WRITTEN EXERCISE:
Find each line in the items below that contains the string "tall" and copy those lines.

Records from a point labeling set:
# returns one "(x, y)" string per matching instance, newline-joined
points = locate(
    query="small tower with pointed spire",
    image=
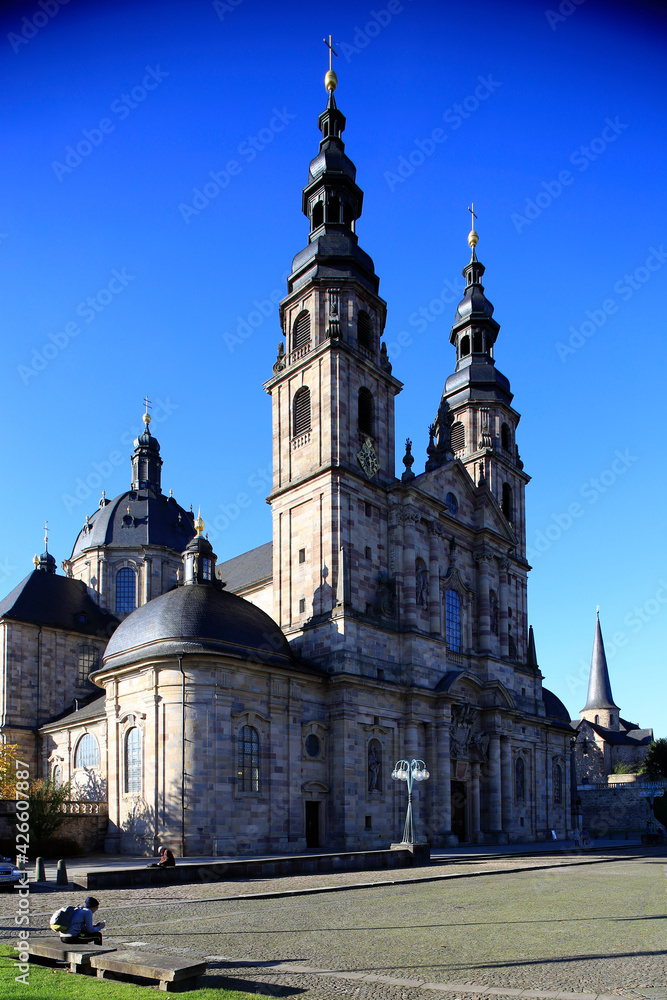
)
(600, 707)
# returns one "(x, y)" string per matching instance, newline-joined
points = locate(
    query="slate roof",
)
(198, 618)
(255, 566)
(57, 602)
(153, 520)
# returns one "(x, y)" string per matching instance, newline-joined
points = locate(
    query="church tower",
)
(476, 422)
(333, 410)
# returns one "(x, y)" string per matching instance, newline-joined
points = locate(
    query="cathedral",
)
(259, 705)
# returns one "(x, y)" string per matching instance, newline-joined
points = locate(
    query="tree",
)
(655, 763)
(9, 754)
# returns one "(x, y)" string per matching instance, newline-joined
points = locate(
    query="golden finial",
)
(473, 238)
(199, 524)
(330, 80)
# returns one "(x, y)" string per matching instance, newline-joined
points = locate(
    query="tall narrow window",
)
(453, 620)
(126, 590)
(520, 780)
(301, 407)
(458, 436)
(507, 501)
(133, 762)
(247, 760)
(301, 330)
(558, 784)
(89, 660)
(87, 753)
(364, 330)
(365, 411)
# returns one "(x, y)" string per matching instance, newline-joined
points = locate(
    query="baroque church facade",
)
(259, 705)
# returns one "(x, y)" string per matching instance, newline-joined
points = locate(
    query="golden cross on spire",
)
(330, 80)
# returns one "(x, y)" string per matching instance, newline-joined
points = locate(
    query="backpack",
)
(62, 918)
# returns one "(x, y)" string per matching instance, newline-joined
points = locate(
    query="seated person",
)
(81, 929)
(167, 859)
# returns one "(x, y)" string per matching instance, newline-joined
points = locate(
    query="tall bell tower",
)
(332, 397)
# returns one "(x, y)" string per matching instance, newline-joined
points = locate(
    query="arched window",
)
(507, 501)
(365, 411)
(87, 753)
(126, 590)
(364, 330)
(374, 766)
(558, 784)
(421, 580)
(334, 210)
(301, 330)
(453, 620)
(520, 780)
(133, 761)
(493, 611)
(505, 439)
(89, 660)
(301, 411)
(458, 436)
(247, 760)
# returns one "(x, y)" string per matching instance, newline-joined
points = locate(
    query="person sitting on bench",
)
(167, 859)
(81, 929)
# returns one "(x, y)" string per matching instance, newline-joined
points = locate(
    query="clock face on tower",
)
(367, 459)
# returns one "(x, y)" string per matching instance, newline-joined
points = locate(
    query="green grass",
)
(46, 983)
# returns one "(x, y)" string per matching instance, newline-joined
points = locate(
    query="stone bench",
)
(173, 974)
(77, 956)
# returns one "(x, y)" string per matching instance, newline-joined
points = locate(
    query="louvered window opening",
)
(87, 752)
(365, 412)
(301, 411)
(301, 330)
(247, 760)
(133, 762)
(364, 330)
(458, 436)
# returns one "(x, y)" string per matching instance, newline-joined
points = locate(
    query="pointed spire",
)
(599, 686)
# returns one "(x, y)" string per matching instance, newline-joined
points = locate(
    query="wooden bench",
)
(77, 956)
(173, 974)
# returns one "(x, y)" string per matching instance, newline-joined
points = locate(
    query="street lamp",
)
(414, 770)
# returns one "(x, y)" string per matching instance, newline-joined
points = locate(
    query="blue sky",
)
(118, 279)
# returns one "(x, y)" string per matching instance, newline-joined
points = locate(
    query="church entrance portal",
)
(312, 824)
(459, 801)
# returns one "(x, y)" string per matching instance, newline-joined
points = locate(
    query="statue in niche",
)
(421, 582)
(374, 765)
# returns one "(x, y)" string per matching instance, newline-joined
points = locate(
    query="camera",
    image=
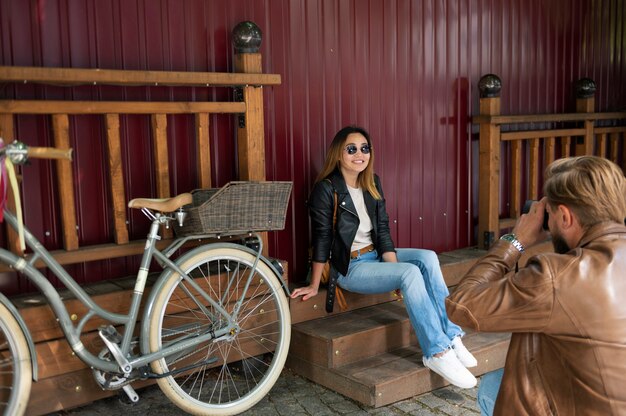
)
(526, 209)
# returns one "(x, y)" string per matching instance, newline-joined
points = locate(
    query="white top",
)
(363, 235)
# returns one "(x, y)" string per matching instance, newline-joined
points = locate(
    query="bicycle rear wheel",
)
(231, 375)
(16, 374)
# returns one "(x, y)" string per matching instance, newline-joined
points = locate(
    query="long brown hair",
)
(365, 179)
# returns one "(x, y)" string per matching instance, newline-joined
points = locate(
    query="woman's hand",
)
(306, 292)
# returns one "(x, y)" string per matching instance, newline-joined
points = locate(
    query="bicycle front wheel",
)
(232, 374)
(16, 373)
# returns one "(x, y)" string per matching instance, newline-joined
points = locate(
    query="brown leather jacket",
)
(567, 313)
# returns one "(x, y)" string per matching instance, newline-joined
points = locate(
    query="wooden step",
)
(346, 338)
(397, 374)
(370, 353)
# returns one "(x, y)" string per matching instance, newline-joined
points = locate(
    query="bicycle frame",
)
(72, 332)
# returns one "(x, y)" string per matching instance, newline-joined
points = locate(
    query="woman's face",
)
(357, 162)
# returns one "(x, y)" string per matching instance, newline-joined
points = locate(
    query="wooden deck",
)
(370, 353)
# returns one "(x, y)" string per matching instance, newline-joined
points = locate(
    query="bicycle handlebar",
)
(49, 153)
(19, 152)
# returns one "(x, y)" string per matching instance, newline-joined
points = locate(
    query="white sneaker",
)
(450, 368)
(465, 357)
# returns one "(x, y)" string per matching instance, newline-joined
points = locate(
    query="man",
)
(566, 310)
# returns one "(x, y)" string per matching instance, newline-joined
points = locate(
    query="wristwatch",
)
(512, 238)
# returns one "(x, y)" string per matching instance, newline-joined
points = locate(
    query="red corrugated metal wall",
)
(406, 70)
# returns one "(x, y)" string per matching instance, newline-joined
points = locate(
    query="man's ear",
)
(566, 217)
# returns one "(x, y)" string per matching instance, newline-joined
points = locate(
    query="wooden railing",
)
(514, 150)
(250, 135)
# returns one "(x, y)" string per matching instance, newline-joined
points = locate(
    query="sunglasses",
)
(351, 149)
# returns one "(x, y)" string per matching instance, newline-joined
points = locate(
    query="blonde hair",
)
(594, 188)
(334, 154)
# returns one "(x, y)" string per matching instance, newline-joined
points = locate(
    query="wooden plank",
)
(549, 150)
(609, 130)
(614, 140)
(117, 107)
(603, 145)
(78, 76)
(6, 133)
(65, 183)
(251, 137)
(566, 146)
(586, 147)
(488, 175)
(116, 179)
(204, 150)
(315, 307)
(338, 340)
(533, 171)
(399, 374)
(540, 134)
(69, 390)
(546, 118)
(161, 161)
(516, 178)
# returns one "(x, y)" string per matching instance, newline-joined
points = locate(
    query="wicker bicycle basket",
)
(237, 208)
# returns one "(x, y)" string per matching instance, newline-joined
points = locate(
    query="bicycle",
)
(215, 327)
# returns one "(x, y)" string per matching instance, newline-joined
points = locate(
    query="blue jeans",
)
(418, 275)
(488, 391)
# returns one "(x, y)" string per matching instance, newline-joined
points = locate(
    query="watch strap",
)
(512, 238)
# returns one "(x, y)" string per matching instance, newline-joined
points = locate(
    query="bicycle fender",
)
(29, 339)
(145, 348)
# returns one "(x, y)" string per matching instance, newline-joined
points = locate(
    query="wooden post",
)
(489, 162)
(116, 178)
(161, 159)
(204, 150)
(251, 131)
(65, 181)
(585, 103)
(250, 134)
(6, 133)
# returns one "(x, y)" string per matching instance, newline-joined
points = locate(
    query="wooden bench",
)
(369, 352)
(63, 380)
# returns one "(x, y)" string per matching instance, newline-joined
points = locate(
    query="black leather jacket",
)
(321, 204)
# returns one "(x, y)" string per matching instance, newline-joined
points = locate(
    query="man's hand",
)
(529, 227)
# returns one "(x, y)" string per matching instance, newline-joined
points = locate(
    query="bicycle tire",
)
(16, 373)
(249, 363)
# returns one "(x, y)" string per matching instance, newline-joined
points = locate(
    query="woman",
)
(364, 260)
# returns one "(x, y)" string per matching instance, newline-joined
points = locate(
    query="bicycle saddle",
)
(163, 204)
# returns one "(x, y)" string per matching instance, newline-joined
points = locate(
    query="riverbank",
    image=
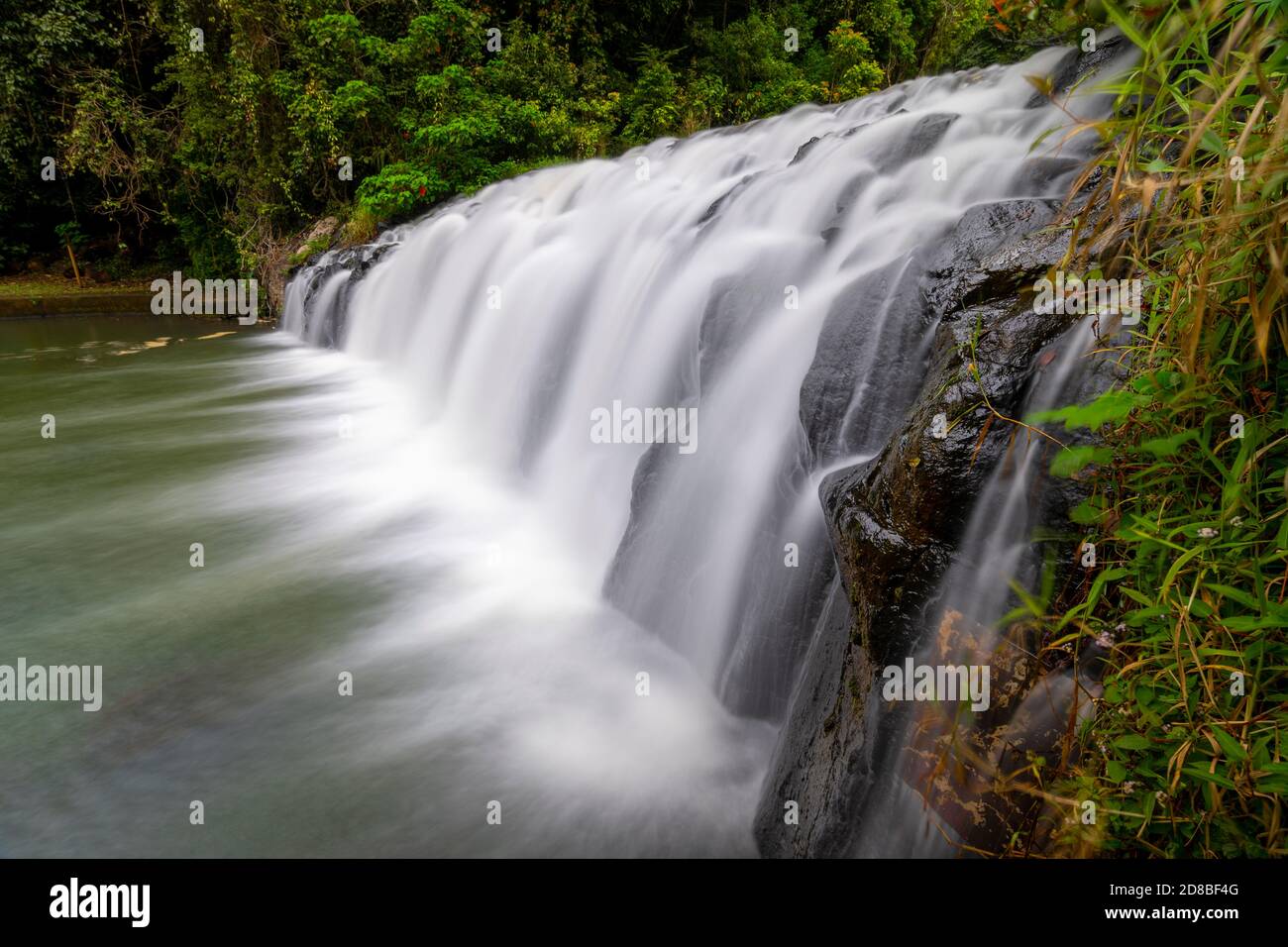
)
(40, 295)
(46, 295)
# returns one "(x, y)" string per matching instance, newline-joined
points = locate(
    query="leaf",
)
(1132, 741)
(1229, 745)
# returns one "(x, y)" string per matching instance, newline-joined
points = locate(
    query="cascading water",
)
(767, 275)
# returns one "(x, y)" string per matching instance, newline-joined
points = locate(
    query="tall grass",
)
(1188, 506)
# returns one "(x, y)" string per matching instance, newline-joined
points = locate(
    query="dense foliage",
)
(200, 132)
(1188, 508)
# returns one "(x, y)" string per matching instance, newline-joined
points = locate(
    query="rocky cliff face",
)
(896, 523)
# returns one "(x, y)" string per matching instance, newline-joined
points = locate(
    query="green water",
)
(477, 680)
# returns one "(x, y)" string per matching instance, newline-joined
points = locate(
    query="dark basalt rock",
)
(896, 519)
(355, 261)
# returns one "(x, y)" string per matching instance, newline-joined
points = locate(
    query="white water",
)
(516, 616)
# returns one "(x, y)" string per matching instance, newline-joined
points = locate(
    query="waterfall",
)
(764, 279)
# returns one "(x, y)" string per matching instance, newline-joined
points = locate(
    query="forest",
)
(145, 134)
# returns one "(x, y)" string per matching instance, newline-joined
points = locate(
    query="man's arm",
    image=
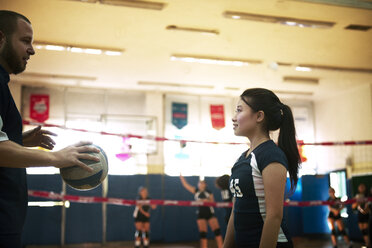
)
(16, 156)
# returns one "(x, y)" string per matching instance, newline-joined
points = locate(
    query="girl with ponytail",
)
(259, 176)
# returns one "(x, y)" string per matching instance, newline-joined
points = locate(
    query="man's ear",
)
(260, 116)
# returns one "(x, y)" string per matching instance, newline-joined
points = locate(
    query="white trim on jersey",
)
(3, 135)
(260, 194)
(135, 213)
(207, 194)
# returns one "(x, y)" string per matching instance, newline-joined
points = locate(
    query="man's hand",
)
(38, 137)
(70, 156)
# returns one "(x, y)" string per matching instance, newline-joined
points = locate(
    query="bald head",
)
(9, 21)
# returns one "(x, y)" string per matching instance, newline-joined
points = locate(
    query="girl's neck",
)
(257, 139)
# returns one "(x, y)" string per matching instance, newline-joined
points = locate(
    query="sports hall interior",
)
(113, 69)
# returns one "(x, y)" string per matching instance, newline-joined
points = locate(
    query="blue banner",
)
(179, 114)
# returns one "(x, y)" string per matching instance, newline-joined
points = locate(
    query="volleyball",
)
(80, 179)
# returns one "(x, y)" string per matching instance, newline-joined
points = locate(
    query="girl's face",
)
(245, 120)
(144, 193)
(202, 186)
(361, 188)
(331, 192)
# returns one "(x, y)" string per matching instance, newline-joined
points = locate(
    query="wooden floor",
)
(309, 242)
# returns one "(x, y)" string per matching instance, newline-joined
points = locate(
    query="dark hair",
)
(140, 188)
(223, 182)
(277, 115)
(8, 21)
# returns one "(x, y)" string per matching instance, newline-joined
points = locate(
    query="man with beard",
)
(16, 36)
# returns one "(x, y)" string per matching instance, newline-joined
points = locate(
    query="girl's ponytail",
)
(287, 142)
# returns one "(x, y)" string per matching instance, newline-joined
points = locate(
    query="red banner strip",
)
(301, 143)
(125, 202)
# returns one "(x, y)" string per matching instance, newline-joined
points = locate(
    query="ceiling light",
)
(54, 48)
(304, 80)
(113, 53)
(55, 76)
(301, 68)
(213, 60)
(190, 29)
(336, 68)
(285, 92)
(135, 4)
(77, 49)
(128, 3)
(278, 19)
(93, 51)
(175, 85)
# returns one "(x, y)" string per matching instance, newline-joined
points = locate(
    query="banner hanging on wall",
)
(217, 116)
(179, 114)
(39, 107)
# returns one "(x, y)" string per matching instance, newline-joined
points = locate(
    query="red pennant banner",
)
(217, 116)
(39, 107)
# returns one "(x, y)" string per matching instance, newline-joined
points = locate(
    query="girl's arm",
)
(187, 186)
(230, 231)
(274, 179)
(147, 214)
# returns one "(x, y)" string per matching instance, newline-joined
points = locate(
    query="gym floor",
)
(309, 242)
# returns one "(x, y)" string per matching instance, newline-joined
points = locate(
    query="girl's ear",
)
(260, 116)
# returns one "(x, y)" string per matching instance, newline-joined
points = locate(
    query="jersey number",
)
(235, 189)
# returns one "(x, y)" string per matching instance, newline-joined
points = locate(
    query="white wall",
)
(343, 117)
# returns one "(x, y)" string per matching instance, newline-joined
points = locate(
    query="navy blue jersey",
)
(246, 184)
(13, 187)
(199, 195)
(336, 203)
(145, 207)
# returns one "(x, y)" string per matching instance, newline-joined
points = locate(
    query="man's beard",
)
(9, 55)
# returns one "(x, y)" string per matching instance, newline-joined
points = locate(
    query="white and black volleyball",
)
(80, 179)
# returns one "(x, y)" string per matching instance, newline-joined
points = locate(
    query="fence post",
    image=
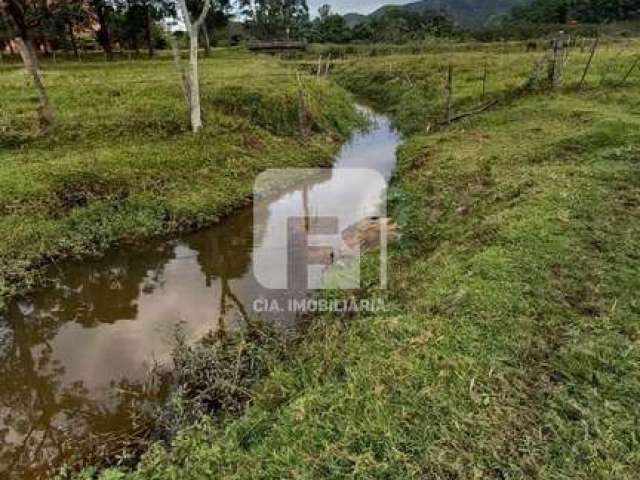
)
(630, 71)
(484, 81)
(556, 63)
(449, 93)
(594, 47)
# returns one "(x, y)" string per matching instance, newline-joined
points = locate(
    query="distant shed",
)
(277, 47)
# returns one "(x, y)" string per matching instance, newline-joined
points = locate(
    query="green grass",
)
(511, 346)
(122, 164)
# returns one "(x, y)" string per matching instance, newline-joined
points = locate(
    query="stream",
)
(70, 353)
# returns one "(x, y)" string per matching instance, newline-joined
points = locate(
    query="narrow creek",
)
(70, 353)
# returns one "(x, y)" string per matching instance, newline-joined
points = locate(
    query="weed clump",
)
(212, 377)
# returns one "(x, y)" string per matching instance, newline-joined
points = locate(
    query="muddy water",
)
(71, 355)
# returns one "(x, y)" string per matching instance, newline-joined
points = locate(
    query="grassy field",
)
(122, 165)
(511, 345)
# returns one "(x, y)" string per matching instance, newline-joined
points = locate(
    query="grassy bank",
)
(121, 163)
(510, 349)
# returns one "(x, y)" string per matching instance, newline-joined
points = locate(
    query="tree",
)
(330, 27)
(276, 19)
(66, 17)
(19, 14)
(103, 10)
(586, 11)
(190, 77)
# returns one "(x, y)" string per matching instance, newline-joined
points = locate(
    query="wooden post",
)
(449, 93)
(594, 47)
(304, 116)
(556, 63)
(630, 71)
(484, 81)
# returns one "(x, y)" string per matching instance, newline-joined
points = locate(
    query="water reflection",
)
(70, 354)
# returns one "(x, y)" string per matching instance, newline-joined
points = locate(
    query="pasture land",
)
(510, 348)
(122, 165)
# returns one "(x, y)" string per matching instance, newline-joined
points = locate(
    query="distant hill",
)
(461, 11)
(354, 19)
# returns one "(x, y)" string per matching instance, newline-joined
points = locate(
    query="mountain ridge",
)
(460, 11)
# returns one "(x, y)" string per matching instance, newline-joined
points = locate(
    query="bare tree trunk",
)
(205, 37)
(147, 29)
(74, 44)
(45, 110)
(194, 84)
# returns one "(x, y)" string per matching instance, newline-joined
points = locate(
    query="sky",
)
(348, 6)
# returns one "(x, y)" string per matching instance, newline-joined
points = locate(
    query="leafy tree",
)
(330, 27)
(586, 11)
(22, 17)
(276, 19)
(398, 25)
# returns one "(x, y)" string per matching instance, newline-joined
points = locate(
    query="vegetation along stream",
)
(73, 354)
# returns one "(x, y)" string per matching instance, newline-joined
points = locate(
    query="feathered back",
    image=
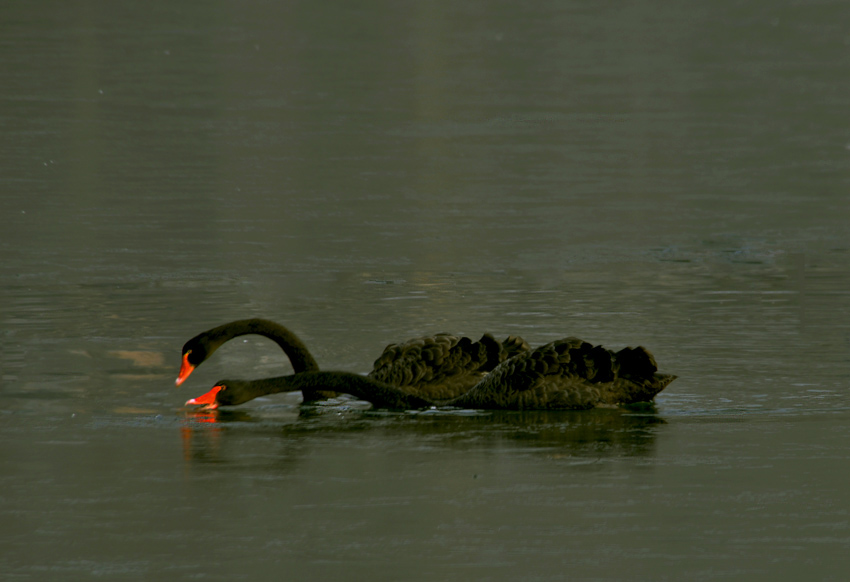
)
(568, 374)
(443, 366)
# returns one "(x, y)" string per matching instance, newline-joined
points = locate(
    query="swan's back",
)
(569, 374)
(443, 366)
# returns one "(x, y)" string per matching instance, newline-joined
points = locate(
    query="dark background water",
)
(665, 174)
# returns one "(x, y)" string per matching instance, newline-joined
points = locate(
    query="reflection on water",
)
(555, 434)
(661, 174)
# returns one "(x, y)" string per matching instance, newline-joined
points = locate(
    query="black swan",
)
(437, 367)
(567, 374)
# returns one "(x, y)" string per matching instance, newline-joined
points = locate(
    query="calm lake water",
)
(666, 175)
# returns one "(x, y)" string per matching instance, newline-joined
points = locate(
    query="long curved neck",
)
(379, 394)
(299, 356)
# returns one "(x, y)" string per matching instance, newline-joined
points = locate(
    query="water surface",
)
(664, 175)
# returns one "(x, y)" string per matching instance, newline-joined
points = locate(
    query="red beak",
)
(185, 369)
(208, 399)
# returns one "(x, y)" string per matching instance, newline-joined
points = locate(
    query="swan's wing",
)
(443, 366)
(569, 374)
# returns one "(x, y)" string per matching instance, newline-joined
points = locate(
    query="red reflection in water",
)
(204, 426)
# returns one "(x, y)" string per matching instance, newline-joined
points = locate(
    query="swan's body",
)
(437, 367)
(567, 374)
(443, 366)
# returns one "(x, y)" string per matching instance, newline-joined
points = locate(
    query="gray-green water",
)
(669, 175)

WRITTEN SOLUTION:
    query="tall narrow window",
    query="tall bell tower",
    query="tall grass",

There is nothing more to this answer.